Document =
La Marne et le canal de la Marne au Rhin établissent une communication fluviale continue entre Paris et Strasbourg; c’est la dernière des grandes œuvres de ce genre que l’on ait exécutée en France. Le trafic restreint qu’elle reçoit prouve assez que cette ligne est loin d’être parfaite. La Marne est en effet un cours d’eau capricieux, puisque le débit des hautes eaux est de cent à cent vingt fois plus considérable que celui de l’étiage. Ici se manifeste le tort que l’on a souvent eu d’entreprendre une canalisation sans un plan bien arrêté. Cette rivière avait de tout temps rendu de grands services pour l’approvisionnement de Paris : les ingénieurs eurent d’abord à en améliorer les passages les plus défectueux. Une fois commencés, les travaux se poursuivirent; tout compte fait, la Marne a coûté presque autant qu’un canal latéral sans que le résultat soit aussi satisfaisant à beaucoup près. On reproche de plus au canal de la Marne au Rhin de n’avoir qu’un mouillage de 1 m,50, ce qui ne suffit pas aux besoins actuels de la batellerie, en sorte que cette longue ligne de navigation, soumise d’ailleurs à la concurrence d’un chemin de fer parallèle, est loin d’avoir le trafic que sa situation géographique semblait lui promettre.

Contenu des données =
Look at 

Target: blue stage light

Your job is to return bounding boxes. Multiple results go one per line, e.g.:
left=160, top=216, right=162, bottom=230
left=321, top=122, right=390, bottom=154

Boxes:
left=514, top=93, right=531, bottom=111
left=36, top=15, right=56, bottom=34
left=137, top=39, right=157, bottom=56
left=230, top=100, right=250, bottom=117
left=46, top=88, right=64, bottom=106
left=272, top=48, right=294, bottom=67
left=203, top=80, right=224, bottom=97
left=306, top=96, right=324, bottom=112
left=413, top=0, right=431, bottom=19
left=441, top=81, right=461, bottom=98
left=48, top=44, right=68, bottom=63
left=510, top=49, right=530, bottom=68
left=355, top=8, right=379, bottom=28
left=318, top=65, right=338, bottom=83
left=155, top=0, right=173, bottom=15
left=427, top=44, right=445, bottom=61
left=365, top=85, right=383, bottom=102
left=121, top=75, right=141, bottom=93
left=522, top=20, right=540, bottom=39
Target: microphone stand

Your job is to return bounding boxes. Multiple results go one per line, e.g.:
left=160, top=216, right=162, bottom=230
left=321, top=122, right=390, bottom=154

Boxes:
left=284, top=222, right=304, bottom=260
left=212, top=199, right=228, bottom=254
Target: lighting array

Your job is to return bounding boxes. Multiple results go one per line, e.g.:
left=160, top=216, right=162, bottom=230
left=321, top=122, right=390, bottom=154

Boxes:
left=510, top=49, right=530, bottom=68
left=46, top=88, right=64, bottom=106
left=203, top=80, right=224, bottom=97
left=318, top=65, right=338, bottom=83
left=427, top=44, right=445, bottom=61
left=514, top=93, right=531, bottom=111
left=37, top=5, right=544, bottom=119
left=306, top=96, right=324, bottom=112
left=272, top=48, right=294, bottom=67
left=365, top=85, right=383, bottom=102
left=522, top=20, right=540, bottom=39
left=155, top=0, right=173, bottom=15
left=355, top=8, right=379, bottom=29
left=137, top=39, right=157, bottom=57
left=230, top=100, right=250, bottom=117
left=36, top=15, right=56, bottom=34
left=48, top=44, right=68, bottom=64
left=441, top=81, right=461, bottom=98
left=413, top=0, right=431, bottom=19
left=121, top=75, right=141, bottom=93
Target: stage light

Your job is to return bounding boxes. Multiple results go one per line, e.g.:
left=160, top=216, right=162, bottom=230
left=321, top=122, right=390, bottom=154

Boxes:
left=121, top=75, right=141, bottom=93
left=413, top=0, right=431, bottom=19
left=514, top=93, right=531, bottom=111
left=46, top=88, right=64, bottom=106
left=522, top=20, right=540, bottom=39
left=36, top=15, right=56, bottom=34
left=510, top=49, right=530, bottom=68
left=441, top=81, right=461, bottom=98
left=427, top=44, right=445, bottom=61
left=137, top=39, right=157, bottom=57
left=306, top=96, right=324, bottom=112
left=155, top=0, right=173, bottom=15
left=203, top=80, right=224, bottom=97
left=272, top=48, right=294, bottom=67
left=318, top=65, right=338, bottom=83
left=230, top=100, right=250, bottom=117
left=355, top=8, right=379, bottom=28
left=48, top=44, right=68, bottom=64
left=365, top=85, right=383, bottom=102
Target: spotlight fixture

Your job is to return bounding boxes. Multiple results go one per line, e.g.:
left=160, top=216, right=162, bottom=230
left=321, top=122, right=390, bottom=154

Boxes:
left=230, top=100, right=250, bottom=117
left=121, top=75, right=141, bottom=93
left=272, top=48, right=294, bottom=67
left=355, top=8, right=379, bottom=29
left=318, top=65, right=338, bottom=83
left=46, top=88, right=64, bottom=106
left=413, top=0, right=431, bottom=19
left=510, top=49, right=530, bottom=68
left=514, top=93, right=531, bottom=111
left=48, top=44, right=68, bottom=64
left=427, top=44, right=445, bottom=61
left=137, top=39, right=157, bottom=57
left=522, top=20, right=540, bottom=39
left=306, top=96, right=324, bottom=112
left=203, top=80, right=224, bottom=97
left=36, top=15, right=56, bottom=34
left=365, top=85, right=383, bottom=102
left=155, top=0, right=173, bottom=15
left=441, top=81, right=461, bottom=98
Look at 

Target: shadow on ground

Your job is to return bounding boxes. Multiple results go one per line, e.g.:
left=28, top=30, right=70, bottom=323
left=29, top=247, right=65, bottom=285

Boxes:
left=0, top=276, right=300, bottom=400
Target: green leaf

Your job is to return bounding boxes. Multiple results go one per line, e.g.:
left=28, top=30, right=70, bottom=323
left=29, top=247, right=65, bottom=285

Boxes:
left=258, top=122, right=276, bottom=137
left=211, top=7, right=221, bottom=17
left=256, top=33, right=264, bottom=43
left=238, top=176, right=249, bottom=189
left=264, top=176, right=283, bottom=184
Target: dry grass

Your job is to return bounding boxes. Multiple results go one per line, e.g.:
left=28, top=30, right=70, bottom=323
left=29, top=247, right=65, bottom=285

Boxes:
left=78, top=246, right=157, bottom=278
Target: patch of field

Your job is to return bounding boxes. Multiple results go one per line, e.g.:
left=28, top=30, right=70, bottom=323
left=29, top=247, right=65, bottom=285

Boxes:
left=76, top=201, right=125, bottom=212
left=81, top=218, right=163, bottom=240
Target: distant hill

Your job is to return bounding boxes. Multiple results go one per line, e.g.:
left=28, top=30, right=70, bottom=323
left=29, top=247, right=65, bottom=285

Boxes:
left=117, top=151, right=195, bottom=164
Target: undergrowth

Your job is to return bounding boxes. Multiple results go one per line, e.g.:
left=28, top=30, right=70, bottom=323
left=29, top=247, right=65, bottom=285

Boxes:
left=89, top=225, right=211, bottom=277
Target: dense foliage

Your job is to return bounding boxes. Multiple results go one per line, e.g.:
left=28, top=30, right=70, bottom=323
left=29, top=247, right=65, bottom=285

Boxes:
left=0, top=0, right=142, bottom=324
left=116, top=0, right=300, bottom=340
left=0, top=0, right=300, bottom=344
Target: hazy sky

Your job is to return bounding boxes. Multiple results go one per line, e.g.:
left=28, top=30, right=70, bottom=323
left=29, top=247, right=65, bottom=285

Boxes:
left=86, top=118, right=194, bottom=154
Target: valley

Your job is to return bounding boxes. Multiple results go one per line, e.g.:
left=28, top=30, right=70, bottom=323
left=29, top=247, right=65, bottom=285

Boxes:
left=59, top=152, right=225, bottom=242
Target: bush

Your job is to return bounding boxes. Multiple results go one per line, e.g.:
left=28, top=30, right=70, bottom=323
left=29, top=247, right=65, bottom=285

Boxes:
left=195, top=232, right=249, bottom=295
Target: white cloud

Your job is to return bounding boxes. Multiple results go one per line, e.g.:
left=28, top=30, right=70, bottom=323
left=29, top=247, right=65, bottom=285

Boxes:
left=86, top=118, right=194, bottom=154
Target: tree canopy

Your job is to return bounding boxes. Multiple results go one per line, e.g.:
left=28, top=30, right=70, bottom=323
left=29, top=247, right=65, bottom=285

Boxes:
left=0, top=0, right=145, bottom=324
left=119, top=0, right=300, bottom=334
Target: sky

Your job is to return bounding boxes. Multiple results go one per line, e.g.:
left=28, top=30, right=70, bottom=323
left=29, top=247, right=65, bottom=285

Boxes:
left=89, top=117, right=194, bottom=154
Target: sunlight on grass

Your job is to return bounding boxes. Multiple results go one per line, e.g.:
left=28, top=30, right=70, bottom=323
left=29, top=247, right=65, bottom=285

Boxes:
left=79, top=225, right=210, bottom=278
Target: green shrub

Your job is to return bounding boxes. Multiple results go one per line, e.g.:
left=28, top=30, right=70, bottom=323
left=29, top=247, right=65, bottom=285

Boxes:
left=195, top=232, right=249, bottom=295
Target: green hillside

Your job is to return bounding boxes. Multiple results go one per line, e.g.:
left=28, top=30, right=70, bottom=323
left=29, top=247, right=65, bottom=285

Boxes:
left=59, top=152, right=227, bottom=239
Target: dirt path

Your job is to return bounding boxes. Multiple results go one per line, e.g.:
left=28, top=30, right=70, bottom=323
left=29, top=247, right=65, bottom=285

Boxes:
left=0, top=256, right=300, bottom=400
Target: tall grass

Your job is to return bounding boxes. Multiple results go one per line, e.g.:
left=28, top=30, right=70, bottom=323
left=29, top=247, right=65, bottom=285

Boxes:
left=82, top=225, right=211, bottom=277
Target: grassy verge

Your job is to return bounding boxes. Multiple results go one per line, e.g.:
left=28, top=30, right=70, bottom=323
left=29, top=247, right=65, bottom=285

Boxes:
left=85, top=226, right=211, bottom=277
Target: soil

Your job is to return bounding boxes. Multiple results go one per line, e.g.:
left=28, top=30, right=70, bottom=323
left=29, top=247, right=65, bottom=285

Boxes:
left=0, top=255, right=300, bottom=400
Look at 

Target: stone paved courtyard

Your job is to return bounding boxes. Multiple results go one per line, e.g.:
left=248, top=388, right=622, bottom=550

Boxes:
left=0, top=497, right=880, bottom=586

Objectifs =
#1 Recopiez tels quels les enregistrements, de la ligne contenant "Target: green shrub" jusqu'à la fin des enregistrements, ces deux bornes comprises.
#2 Prolongez le texte sur la voie navigable de la Marne au Rhin à partir de sa dernière phrase.

Réponses attendues =
#1
Target: green shrub

Your job is to return bounding boxes. Multiple results go one per line, e.g.:
left=28, top=30, right=70, bottom=323
left=29, top=247, right=65, bottom=285

Boxes:
left=195, top=232, right=249, bottom=295
Target: green hillside

Your job is to return bounding boxes. Multiple results go one per line, e.g.:
left=28, top=30, right=70, bottom=323
left=29, top=247, right=65, bottom=285

Boxes:
left=59, top=152, right=227, bottom=239
Target: dirt path

Your job is to return bounding boxes. Multiple results go one per line, e.g.:
left=28, top=30, right=70, bottom=323
left=29, top=247, right=65, bottom=285

Boxes:
left=0, top=256, right=300, bottom=400
Target: tall grass

Your job is to return bounding boxes. Multiple results go one per line, e.g.:
left=28, top=30, right=70, bottom=323
left=29, top=247, right=65, bottom=285

Boxes:
left=82, top=225, right=211, bottom=277
Target: grassy verge

Your job is to return bounding boxes. Multiple results go one per line, e.g.:
left=28, top=30, right=70, bottom=323
left=29, top=247, right=65, bottom=285

Boxes:
left=85, top=226, right=211, bottom=277
Target: soil

Your job is to return bounding boxes. Multiple results go one per line, e.g.:
left=28, top=30, right=70, bottom=323
left=29, top=247, right=65, bottom=285

Boxes:
left=0, top=255, right=300, bottom=400
Look at 

Target: stone paved courtyard

Your job is to return bounding boxes. Multiple results go one per line, e.g.:
left=248, top=388, right=622, bottom=550

Boxes:
left=0, top=497, right=880, bottom=586

#2
Il y a peu de chose à dire des canaux de Briare, du Loing et d’Orléans, qui forment la jonction entre la Seine et la Loire, car, fussent-ils en meilleur état d’entretien, ils auraient encore l’inconvénient de déboucher dans la Loire, où la batellerie est réduite à l’impuissance par les défauts naturels de ce fleuve. Ils ne desservent donc que des intérêts locaux, et cependant le tonnage d’environ 300,000 tonnes qu’ils reçoivent prouve encore combien les canaux sont utiles dans cette partie de la France, au milieu d’un pays agricole dont les marchés de la capitale attirent toutes les productions. Aussi M. Krantz recommande~t-il avec raison l’ouverture d’un canal de ceinture qui contournerait Paris à 30 ou 40 lieues de distance dans la zone géologique de nature argileuse que M. Belgrand appelle la Champagne humide, et réunirait de Chauny à Orléans, par Reims, Vitry-le-Français, Troyes et Joigny, les canaux de Saint-Quentin, des Ardennes, de la Marne au Rhin et de Bourgogne. Une fois la Loire rendue navigable, cette nouvelle voie formerait l’un des tronçons de la ligne de Nantes à Strasbourg.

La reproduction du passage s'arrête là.